SET PROBLEM
Extract every line of the material below that contains the word "table" and copy each one in full. Case counts.
- - -
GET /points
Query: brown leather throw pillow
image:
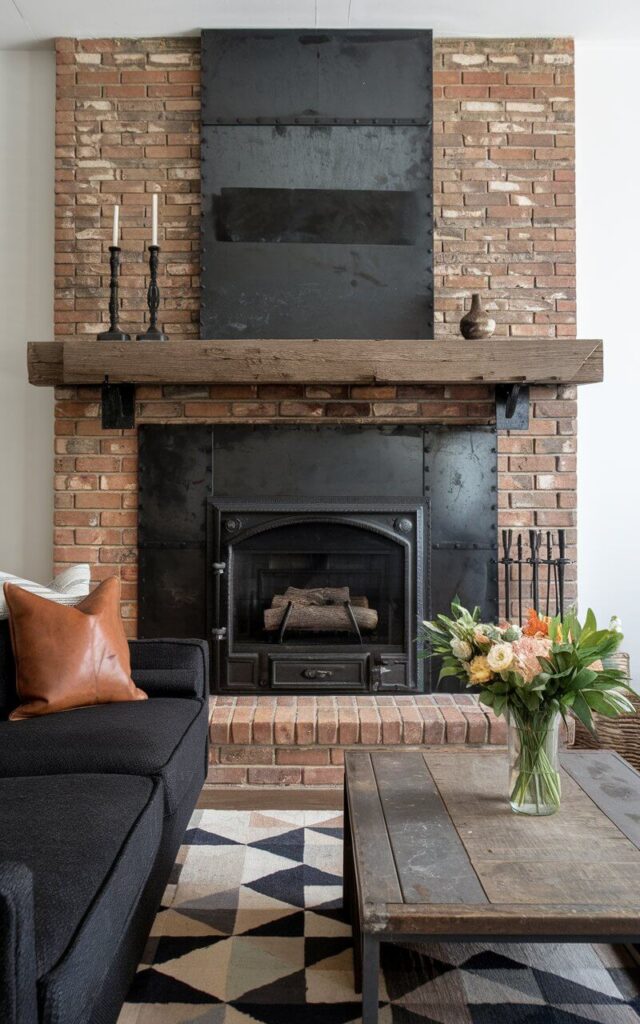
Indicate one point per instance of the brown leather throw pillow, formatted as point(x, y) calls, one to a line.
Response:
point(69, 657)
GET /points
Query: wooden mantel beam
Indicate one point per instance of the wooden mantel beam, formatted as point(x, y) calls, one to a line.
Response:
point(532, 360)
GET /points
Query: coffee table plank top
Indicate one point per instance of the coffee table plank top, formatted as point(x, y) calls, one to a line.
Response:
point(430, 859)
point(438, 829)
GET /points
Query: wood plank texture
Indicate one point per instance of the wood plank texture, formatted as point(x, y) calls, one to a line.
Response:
- - -
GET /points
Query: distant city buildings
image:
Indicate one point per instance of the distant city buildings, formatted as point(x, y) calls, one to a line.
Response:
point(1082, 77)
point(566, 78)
- - -
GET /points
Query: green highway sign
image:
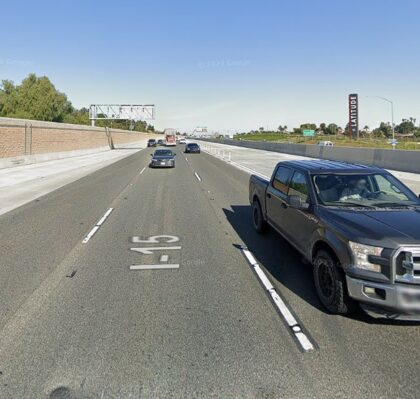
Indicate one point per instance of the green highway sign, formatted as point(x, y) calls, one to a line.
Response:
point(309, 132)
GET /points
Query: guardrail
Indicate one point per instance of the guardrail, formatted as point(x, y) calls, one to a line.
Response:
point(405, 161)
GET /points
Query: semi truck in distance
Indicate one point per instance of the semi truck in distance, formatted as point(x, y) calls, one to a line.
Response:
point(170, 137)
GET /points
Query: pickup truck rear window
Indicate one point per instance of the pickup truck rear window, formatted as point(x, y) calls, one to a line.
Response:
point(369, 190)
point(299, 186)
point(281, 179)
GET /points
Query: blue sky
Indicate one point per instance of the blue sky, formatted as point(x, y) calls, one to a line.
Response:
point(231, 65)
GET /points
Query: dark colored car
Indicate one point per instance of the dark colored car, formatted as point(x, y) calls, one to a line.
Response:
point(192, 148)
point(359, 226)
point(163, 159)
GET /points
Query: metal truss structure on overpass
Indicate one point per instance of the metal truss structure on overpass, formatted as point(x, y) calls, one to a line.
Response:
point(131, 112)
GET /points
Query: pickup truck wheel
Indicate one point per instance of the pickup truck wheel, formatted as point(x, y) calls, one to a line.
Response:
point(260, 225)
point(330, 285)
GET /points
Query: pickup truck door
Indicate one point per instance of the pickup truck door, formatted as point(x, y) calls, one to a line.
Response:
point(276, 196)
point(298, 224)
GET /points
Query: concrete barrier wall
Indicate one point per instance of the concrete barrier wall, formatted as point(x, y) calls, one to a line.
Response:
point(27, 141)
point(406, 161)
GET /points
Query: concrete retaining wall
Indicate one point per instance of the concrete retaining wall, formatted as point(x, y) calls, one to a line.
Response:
- - -
RESULT OF THIS TASK
Query: coffee table plank top
Indicate one point per instance of the coffee table plank top, formatted as point(x, y) calls, one to a line.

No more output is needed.